═════ Source document ═════
April 25, 2024 |

A Reinvigorated Evangelical Jew

Rosh Hashanah 5770 -- Day 2

Recently there was an article about me in an online magazine. It was a very nice article. By that I mean it said very nice things about me, but it had at least one mistake. It said I was the rabbi of Ohev Sholom, located in Dupont Circle.

Now this is an honest mistake since I do spend some time on the streets of Downtown DC. Before every holiday I try to spend a few hours and be a physical presence on the street of the city. I have been doing this for a few years now so I kind of have a special relationship with the people there. I know the homeless guy who asks for extra honey at Rosh Hashanah, and extra chocolate at Chanukah, but doesn’t like the taste of Matzah at Pesach.

But I don’t go to Dupont Circle. Instead I go to the corner of Connecticut and K since advertisers know that that is the busiest intersection of the city. And what I am doing is advertising our religion.

The article also called me an evangelist. This, I’ll admit, is true. I am an evangelical rabbi.

There are two main reasons why I evangelize and try to bring Jews closer to Judaism.

First, I love Hashem so much that I want to share the love I feel with others. And second, I learn so much from the people I encounter when I evangelize. The more I evangelize, the more inspired I become.

It is often the person who appears to be the farthest away from Judaism who can turn around in an instant and teach me a great deal about Torah. They will have an insight or a thought that blows me away and illuminates my own spirituality.

So I engage other Jews who are far away from traditional Orthodoxy in order to bring them closer to Torah, but also in order to learn at their feet. Just because these Jews don’t observe the Torah the way many of us do, does not mean that they cannot illuminate our Torah.

On the first day of Rosh Hashanah, we discussed the story of Elisha ben Avuha, the rabbi from the Talmud who became a heretic. He was a very lonely and isolated man who was no longer called by his name, but instead was called, Acher or “the other.”
═════
[To-do list]:
• a. Using the Rosh Hashanah sermon, decide whether each statement agrees with it: (i) before holidays, the speaker spends time in Dupont Circle; (ii) the speaker accepts being called an evangelist; (iii) the homeless man the speaker knows likes the taste of Matzah at Pesach. Answer yes or no for each, quoting the words that decide it.
• b. According to the Rosh Hashanah sermon, at which intersection does the speaker stand before holidays?
═════ Given records ═════
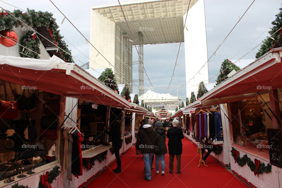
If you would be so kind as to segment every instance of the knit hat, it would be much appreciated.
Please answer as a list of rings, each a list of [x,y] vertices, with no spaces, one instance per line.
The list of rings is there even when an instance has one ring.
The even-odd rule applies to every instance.
[[[157,121],[155,123],[155,127],[162,127],[162,123],[160,121]]]
[[[51,149],[51,148],[53,146],[53,145],[56,144],[55,141],[51,140],[49,139],[46,139],[45,141],[45,144],[46,146],[46,150],[47,151],[49,151]]]

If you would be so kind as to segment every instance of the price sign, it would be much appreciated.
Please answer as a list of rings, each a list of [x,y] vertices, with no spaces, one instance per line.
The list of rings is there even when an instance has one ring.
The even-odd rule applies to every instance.
[[[282,168],[282,134],[280,129],[267,129],[270,164]]]

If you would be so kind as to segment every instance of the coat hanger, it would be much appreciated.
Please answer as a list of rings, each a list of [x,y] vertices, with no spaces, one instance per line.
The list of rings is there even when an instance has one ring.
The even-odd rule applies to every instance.
[[[209,110],[208,110],[208,109],[207,109],[207,108],[206,108],[206,110],[206,110],[206,111],[207,111],[208,112],[209,112],[209,113],[210,113],[210,114],[211,114],[211,113],[211,113],[209,111]]]
[[[205,111],[204,111],[203,110],[202,110],[202,109],[201,109],[201,110],[199,110],[199,112],[198,112],[198,113],[197,113],[197,114],[196,114],[196,115],[197,115],[197,114],[198,114],[200,112],[202,112],[203,113],[208,113],[207,112],[205,112]]]

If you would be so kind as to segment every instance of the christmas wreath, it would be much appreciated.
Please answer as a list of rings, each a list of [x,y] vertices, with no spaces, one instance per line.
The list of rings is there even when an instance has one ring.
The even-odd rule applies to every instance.
[[[239,152],[234,148],[232,148],[231,152],[235,163],[237,163],[240,167],[243,167],[246,164],[252,172],[254,172],[255,175],[257,175],[258,177],[259,174],[271,172],[272,167],[269,163],[266,166],[264,163],[261,162],[256,159],[255,159],[254,163],[251,159],[248,157],[246,154],[241,158],[239,156]]]
[[[16,184],[15,184],[14,185],[12,185],[12,188],[29,188],[29,187],[27,185],[26,186],[24,186],[22,185],[19,185],[19,183],[17,183]]]
[[[82,166],[88,170],[90,170],[95,164],[94,157],[89,158],[82,158]]]
[[[47,11],[36,11],[34,10],[28,9],[27,11],[24,13],[23,13],[19,10],[15,10],[12,12],[10,11],[8,12],[11,12],[11,14],[15,17],[31,27],[34,28],[35,30],[37,28],[41,27],[45,27],[53,39],[52,42],[63,50],[58,50],[58,52],[61,55],[61,57],[59,57],[66,62],[74,62],[71,55],[69,55],[71,54],[71,51],[68,48],[68,45],[66,42],[62,40],[63,36],[60,34],[59,26],[56,23],[56,19],[52,17],[53,14]],[[17,28],[21,26],[22,28],[25,26],[25,24],[12,16],[8,13],[4,13],[6,14],[0,14],[0,31],[12,30],[14,27]],[[27,29],[29,29],[29,28]],[[33,32],[32,31],[30,31],[30,32],[28,32],[24,36],[23,40],[21,44],[25,48],[28,48],[40,54],[40,51],[39,50],[40,43],[37,42],[39,41],[37,38],[38,36],[36,34],[31,36],[31,33],[33,34]],[[21,56],[23,57],[29,57],[27,56],[28,55],[36,59],[40,58],[38,54],[26,49],[23,50],[23,48],[19,48],[19,51],[24,54],[20,53]]]
[[[53,181],[56,179],[57,176],[58,176],[59,174],[61,172],[61,171],[59,170],[59,169],[60,167],[58,166],[56,166],[49,172],[46,172],[45,175],[41,175],[41,180],[39,182],[38,188],[44,188],[45,187],[44,184],[46,185],[48,184],[50,185],[51,184]],[[42,181],[42,179],[44,180]]]

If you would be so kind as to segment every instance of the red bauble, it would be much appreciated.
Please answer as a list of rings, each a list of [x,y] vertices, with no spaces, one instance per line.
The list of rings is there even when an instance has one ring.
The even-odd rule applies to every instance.
[[[7,47],[12,47],[16,44],[19,38],[17,33],[12,30],[6,29],[0,31],[0,44]],[[5,38],[6,37],[6,38]]]

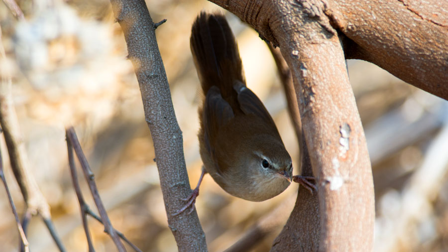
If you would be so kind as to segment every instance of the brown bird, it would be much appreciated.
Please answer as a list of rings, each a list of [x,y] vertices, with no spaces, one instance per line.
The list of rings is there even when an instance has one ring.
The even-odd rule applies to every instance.
[[[194,207],[207,172],[225,191],[245,200],[262,201],[278,195],[291,183],[291,157],[266,108],[246,86],[224,17],[201,12],[192,27],[190,46],[205,97],[198,134],[204,167],[198,186],[185,199],[188,203],[175,215]],[[295,181],[315,187],[303,178]]]

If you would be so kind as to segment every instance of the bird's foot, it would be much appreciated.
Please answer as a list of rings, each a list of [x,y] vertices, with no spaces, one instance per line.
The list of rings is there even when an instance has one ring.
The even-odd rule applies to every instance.
[[[314,183],[311,182],[313,181],[314,183],[316,182],[316,178],[314,177],[297,175],[296,176],[293,176],[293,181],[303,185],[303,187],[309,191],[312,194],[313,192],[317,191],[317,187]]]
[[[189,196],[185,198],[185,199],[182,199],[182,200],[184,201],[187,201],[187,204],[185,204],[182,208],[179,209],[177,212],[174,213],[173,214],[173,216],[175,216],[176,215],[179,215],[182,212],[186,210],[188,208],[191,208],[190,210],[187,213],[187,214],[190,214],[191,213],[193,210],[195,210],[195,203],[196,202],[196,197],[197,197],[199,195],[199,188],[196,188],[193,190],[193,192],[192,192],[191,194]]]

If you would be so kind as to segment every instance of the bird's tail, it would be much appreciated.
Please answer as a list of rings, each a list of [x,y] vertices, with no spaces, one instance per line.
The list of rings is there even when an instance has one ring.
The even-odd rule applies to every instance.
[[[236,41],[224,15],[201,12],[190,41],[205,95],[216,86],[225,99],[231,95],[235,81],[245,83]]]

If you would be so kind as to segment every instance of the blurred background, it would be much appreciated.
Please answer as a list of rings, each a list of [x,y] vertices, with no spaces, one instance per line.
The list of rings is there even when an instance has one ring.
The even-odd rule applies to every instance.
[[[12,79],[31,172],[51,206],[65,246],[68,251],[87,250],[65,140],[65,127],[73,125],[114,227],[143,251],[176,251],[167,227],[138,84],[126,59],[126,46],[110,1],[17,1],[25,14],[23,21],[18,21],[0,2],[1,42],[6,52],[0,59],[0,75]],[[189,37],[193,21],[202,9],[226,13],[237,36],[248,86],[271,113],[298,167],[297,140],[276,68],[257,34],[205,0],[146,3],[154,22],[168,20],[156,35],[183,132],[192,187],[202,162],[197,137],[199,84]],[[375,251],[448,251],[447,102],[366,62],[350,60],[348,65],[372,164]],[[22,215],[23,200],[2,137],[0,147],[6,178]],[[80,173],[80,178],[83,178]],[[95,209],[85,181],[81,180],[85,198]],[[1,188],[0,251],[17,251],[18,232]],[[297,188],[293,185],[272,199],[251,202],[229,196],[206,176],[196,209],[210,251],[225,250],[286,202],[282,224],[253,249],[268,251],[292,209]],[[115,251],[102,226],[89,219],[97,251]],[[28,233],[33,252],[57,251],[39,218],[32,219]]]

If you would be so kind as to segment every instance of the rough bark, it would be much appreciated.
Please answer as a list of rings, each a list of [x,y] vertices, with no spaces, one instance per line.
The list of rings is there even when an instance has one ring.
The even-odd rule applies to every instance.
[[[191,193],[185,167],[182,134],[174,115],[169,86],[154,32],[144,0],[111,0],[123,29],[129,58],[140,86],[145,118],[151,131],[160,186],[179,251],[206,251],[205,235],[196,210],[173,216]]]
═════
[Set of answers]:
• a.
(i) No: "But I don’t go to Dupont Circle."
(ii) Yes: "This, I’ll admit, is true. I am an evangelical rabbi."
(iii) No: "but doesn’t like the taste of Matzah at Pesach."

• b. The corner of Connecticut and K.